**What the exercise asks**: Look for "The locator SHOULD return, for each instance of the blue awning" in the entries below. Then write out exactly the line that holds it and every line after it, to the last, and nothing else.

(Records from a data source)
Segment Open
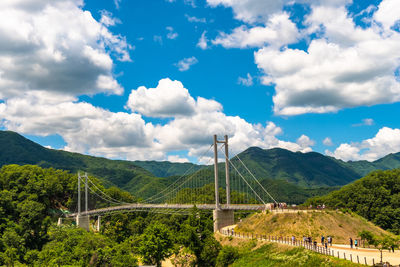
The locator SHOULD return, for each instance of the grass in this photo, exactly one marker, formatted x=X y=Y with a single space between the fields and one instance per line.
x=253 y=253
x=341 y=226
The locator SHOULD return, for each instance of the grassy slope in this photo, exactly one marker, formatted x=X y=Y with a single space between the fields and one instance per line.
x=304 y=169
x=259 y=253
x=337 y=224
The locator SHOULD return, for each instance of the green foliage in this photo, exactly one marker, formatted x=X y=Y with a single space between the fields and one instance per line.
x=303 y=169
x=15 y=149
x=227 y=256
x=156 y=244
x=31 y=199
x=376 y=197
x=197 y=235
x=380 y=242
x=75 y=246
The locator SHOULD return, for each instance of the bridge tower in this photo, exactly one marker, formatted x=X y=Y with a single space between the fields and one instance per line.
x=82 y=220
x=222 y=217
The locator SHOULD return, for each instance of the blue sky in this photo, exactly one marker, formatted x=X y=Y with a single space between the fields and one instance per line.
x=156 y=79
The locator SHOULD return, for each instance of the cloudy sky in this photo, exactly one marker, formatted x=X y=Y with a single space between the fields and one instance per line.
x=140 y=79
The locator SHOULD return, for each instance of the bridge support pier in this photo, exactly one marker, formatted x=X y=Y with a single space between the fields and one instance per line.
x=83 y=222
x=222 y=218
x=98 y=224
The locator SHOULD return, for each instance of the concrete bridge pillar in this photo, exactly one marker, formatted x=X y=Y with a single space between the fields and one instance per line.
x=83 y=221
x=98 y=224
x=222 y=218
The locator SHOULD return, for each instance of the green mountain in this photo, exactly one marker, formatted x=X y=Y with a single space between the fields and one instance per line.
x=16 y=149
x=376 y=197
x=293 y=177
x=166 y=168
x=304 y=169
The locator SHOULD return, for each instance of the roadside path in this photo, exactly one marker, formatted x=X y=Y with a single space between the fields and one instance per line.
x=367 y=255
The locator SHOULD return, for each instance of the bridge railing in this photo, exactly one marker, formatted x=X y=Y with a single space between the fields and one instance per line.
x=318 y=248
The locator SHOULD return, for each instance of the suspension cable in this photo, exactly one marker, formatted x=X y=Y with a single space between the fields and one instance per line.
x=162 y=191
x=226 y=157
x=237 y=156
x=112 y=199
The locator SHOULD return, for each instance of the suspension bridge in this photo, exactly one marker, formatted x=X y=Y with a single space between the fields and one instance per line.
x=243 y=192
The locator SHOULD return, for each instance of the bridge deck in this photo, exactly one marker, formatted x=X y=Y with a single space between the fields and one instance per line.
x=172 y=206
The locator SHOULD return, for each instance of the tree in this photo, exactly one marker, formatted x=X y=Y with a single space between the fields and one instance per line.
x=227 y=255
x=156 y=244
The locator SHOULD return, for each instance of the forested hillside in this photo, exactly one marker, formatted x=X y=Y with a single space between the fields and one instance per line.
x=15 y=149
x=166 y=168
x=376 y=197
x=291 y=177
x=303 y=169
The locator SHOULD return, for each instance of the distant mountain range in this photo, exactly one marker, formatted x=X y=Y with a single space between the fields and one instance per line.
x=284 y=172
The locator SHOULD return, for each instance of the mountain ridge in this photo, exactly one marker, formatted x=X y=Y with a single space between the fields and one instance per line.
x=295 y=170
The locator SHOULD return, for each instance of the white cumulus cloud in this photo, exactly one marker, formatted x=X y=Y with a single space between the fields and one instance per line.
x=186 y=63
x=55 y=46
x=168 y=99
x=386 y=141
x=278 y=31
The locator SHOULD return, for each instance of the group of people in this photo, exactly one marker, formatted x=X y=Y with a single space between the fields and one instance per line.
x=324 y=241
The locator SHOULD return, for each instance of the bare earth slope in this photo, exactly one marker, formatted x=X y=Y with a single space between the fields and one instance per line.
x=341 y=226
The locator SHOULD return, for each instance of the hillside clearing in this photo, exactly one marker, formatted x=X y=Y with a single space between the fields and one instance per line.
x=341 y=226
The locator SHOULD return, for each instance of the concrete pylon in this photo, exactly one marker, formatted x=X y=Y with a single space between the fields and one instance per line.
x=98 y=223
x=83 y=221
x=222 y=218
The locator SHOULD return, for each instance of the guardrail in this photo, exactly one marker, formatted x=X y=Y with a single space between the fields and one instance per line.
x=300 y=243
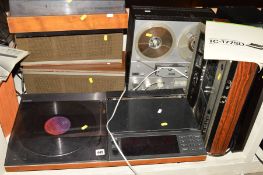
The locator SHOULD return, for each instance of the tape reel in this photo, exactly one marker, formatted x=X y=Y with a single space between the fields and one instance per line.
x=154 y=43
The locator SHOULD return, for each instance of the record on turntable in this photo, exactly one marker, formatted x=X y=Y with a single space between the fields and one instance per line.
x=57 y=132
x=58 y=128
x=155 y=43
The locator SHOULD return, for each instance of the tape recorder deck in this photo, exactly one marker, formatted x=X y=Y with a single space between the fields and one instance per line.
x=160 y=46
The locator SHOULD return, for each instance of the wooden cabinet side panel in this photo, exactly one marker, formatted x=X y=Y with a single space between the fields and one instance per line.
x=237 y=95
x=8 y=105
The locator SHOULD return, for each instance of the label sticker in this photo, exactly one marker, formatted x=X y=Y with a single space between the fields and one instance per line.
x=100 y=152
x=84 y=127
x=148 y=34
x=159 y=111
x=109 y=15
x=219 y=76
x=90 y=80
x=164 y=124
x=105 y=38
x=83 y=17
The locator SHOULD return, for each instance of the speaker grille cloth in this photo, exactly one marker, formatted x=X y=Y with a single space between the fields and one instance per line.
x=36 y=83
x=77 y=47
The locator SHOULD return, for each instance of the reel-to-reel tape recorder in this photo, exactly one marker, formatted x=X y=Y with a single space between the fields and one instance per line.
x=160 y=46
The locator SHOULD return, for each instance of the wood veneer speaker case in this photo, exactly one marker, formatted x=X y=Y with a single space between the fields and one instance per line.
x=8 y=105
x=70 y=83
x=70 y=49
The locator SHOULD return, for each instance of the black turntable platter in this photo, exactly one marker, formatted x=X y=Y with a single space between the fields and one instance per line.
x=57 y=132
x=151 y=114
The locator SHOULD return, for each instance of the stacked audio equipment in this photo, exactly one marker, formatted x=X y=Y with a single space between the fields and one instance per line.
x=165 y=130
x=83 y=61
x=208 y=89
x=248 y=16
x=160 y=47
x=217 y=91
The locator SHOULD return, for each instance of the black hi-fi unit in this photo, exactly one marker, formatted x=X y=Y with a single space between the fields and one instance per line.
x=208 y=89
x=160 y=46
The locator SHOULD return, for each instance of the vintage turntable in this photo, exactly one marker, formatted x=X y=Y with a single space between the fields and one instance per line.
x=52 y=131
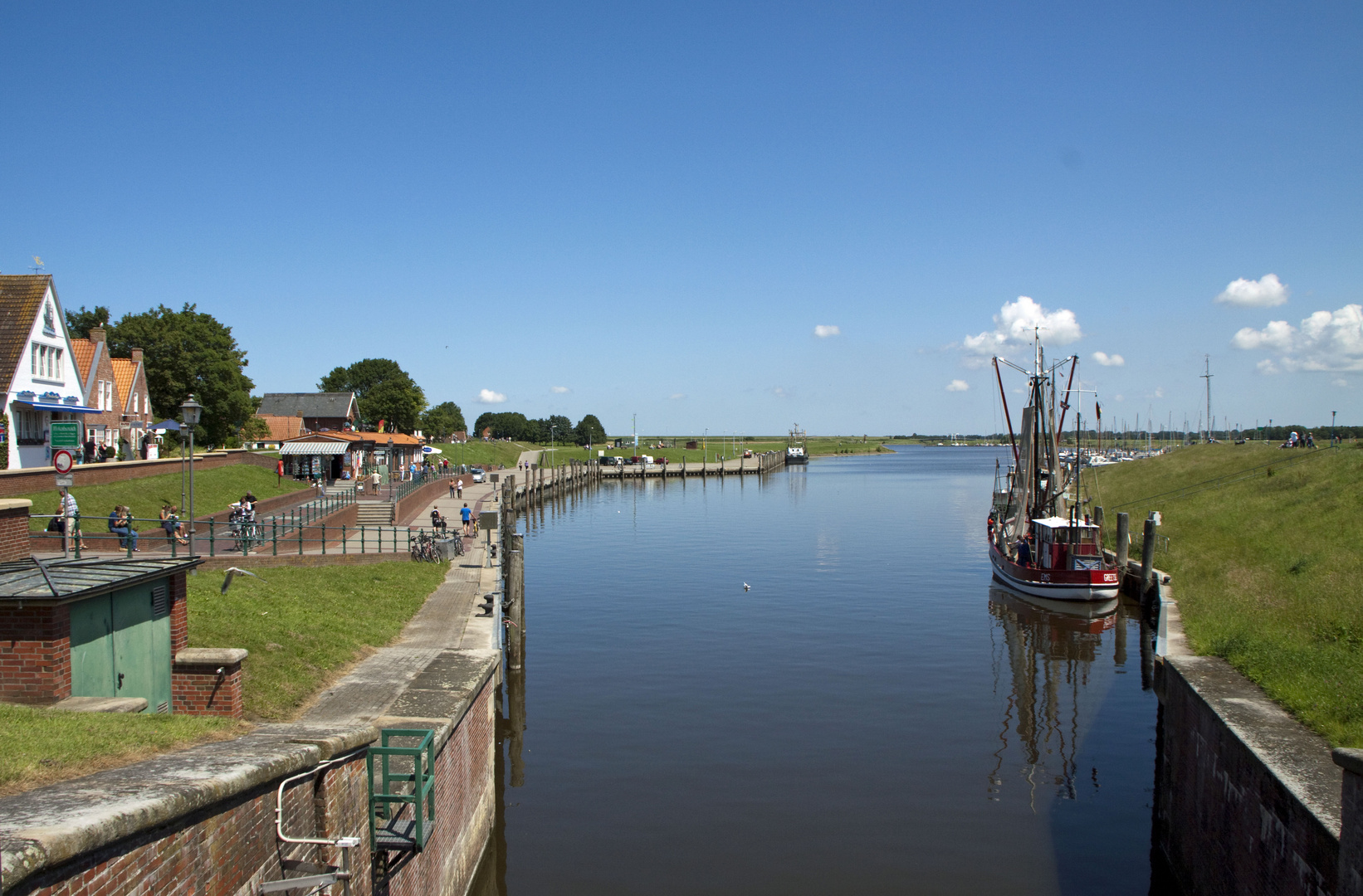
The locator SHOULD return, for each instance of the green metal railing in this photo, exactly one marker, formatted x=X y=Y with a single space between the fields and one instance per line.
x=388 y=830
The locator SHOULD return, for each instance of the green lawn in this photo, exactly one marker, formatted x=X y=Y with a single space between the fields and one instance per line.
x=1267 y=567
x=38 y=747
x=213 y=492
x=303 y=626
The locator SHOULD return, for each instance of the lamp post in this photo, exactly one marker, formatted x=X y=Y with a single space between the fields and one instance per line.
x=191 y=410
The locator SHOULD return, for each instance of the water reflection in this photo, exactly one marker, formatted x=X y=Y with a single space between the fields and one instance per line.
x=1047 y=650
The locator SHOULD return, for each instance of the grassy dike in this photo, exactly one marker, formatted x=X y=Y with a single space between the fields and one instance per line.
x=1267 y=562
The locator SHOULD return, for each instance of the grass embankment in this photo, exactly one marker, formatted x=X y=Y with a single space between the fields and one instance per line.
x=717 y=447
x=40 y=747
x=1267 y=565
x=213 y=492
x=303 y=626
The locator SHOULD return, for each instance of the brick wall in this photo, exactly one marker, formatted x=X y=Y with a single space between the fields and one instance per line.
x=14 y=530
x=1225 y=816
x=198 y=689
x=34 y=654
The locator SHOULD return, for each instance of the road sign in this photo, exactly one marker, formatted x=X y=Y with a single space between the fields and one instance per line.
x=64 y=433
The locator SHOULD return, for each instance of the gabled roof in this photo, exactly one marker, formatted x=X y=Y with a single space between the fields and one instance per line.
x=308 y=403
x=125 y=377
x=282 y=426
x=21 y=297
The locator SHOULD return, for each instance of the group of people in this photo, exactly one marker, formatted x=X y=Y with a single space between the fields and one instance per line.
x=439 y=522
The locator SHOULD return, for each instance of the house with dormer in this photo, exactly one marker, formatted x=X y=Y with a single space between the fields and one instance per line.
x=38 y=373
x=131 y=379
x=95 y=371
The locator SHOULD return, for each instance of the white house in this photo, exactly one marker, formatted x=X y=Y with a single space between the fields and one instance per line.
x=37 y=368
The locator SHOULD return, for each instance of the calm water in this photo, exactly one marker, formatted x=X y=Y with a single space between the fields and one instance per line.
x=874 y=717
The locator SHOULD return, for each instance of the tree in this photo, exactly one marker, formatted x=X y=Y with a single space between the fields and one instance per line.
x=188 y=353
x=589 y=431
x=442 y=420
x=383 y=391
x=81 y=322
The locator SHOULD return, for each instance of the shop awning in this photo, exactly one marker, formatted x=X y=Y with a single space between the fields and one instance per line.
x=66 y=409
x=314 y=448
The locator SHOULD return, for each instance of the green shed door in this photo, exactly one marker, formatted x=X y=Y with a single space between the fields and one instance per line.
x=91 y=649
x=142 y=645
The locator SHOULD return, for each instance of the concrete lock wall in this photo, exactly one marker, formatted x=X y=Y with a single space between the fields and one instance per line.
x=203 y=820
x=1248 y=800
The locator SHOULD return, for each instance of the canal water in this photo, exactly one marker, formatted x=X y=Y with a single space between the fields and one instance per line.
x=872 y=715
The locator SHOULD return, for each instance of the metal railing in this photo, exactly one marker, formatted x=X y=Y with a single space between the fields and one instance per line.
x=274 y=537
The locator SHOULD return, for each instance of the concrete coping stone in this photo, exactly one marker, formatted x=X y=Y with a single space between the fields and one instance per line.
x=46 y=827
x=102 y=704
x=1350 y=760
x=212 y=655
x=1292 y=753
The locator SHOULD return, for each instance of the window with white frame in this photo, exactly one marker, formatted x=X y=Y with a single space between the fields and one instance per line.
x=46 y=361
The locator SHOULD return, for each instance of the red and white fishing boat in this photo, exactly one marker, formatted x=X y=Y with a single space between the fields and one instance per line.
x=1042 y=541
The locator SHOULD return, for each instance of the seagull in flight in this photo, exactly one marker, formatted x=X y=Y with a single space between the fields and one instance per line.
x=232 y=572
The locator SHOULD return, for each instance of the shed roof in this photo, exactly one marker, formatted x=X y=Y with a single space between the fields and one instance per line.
x=308 y=403
x=80 y=579
x=21 y=297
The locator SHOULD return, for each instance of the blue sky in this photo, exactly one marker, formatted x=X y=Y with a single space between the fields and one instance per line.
x=653 y=206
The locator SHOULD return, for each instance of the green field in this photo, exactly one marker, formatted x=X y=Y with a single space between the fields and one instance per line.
x=213 y=492
x=1267 y=565
x=40 y=747
x=304 y=624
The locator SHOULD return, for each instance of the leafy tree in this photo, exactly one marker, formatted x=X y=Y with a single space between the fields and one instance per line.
x=81 y=322
x=589 y=431
x=190 y=353
x=442 y=420
x=383 y=391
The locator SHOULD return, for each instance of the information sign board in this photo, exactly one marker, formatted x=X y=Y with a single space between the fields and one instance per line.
x=64 y=433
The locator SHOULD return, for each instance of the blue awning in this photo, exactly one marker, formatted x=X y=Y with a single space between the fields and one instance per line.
x=64 y=409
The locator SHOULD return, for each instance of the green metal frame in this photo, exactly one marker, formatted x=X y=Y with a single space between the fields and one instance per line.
x=422 y=781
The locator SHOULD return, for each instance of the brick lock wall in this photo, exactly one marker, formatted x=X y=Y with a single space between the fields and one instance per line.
Segment Closed
**Output of the exercise**:
The locator SHOULD return, for each instance of the blue awning in this photo, exactly one marker, formatted x=X y=Y with a single space between the fields and one instance per line.
x=64 y=409
The locator SHOULD return, for each instance of the green metal frame in this photo, exactly one marker, formatted x=X y=Y with a single space between the fields and one instance per line.
x=422 y=781
The locator SHOULD return, for each instance of the brick lock wall in this photo, exactly one marker, formatted x=X y=Y with a single space between the fields and one instance per line.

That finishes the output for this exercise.